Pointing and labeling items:

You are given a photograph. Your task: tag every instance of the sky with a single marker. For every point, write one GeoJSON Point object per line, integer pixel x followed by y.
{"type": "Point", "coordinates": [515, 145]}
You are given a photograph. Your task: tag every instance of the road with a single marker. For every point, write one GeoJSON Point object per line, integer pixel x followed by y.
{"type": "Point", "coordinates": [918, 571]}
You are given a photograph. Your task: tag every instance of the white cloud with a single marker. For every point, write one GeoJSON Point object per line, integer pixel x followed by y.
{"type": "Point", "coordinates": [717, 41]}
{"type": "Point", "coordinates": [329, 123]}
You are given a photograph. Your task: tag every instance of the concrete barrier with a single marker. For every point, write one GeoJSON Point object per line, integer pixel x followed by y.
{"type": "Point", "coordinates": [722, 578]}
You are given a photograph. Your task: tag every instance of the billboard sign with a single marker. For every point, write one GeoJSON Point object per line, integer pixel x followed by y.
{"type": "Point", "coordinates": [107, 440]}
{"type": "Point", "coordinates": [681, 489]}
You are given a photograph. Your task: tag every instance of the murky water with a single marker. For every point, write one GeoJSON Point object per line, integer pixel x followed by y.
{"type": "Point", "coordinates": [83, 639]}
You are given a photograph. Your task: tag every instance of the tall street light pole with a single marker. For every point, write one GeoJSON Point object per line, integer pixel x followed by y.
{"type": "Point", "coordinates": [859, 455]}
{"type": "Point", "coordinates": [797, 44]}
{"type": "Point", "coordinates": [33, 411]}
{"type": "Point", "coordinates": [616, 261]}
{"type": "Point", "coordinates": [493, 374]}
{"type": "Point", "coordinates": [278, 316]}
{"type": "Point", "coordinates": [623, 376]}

YOUR INSTRUCTIONS - Reproduce all of the items above verbatim, line for line.

REPLY -
You are given a photograph. Your task: tag every instance of the sky with a single marker. For every point, write one GeoJSON Point object per line, integer pixel x followed by y.
{"type": "Point", "coordinates": [515, 145]}
You are given a photograph. Your task: tag every instance of the road with a single marker. For every point, write one GeoJSON Point object per line, integer pixel x followed by y.
{"type": "Point", "coordinates": [918, 571]}
You are given a photograph. Your task: tag every instance of the white cloud with a single marker. For every point, write one GeoJSON Point object per line, integer pixel x followed by y.
{"type": "Point", "coordinates": [717, 41]}
{"type": "Point", "coordinates": [329, 123]}
You are given a photograph. Your task: tag every instance of the concrete barrier with a single marker. For every point, write one GeoJSON Point object per line, integer pixel x followed by y.
{"type": "Point", "coordinates": [722, 578]}
You are given a photograph. Your task: tag every instance of the billboard sign with a single marker. For every point, write one GeoJSON Point object per line, integer pixel x followed by y.
{"type": "Point", "coordinates": [107, 440]}
{"type": "Point", "coordinates": [681, 489]}
You are given a photograph. Your task: tag every instance of the murky water with a single marker. For every point, write one GeoJSON Point object per line, integer pixel x followed by y.
{"type": "Point", "coordinates": [83, 639]}
You are given a photograph. Your task: tag every instance of the tall street light pole with a single marker. For every point, write one GeoJSON Point object per line, integer pixel x followed by y.
{"type": "Point", "coordinates": [859, 455]}
{"type": "Point", "coordinates": [797, 44]}
{"type": "Point", "coordinates": [33, 411]}
{"type": "Point", "coordinates": [616, 261]}
{"type": "Point", "coordinates": [493, 374]}
{"type": "Point", "coordinates": [278, 316]}
{"type": "Point", "coordinates": [623, 376]}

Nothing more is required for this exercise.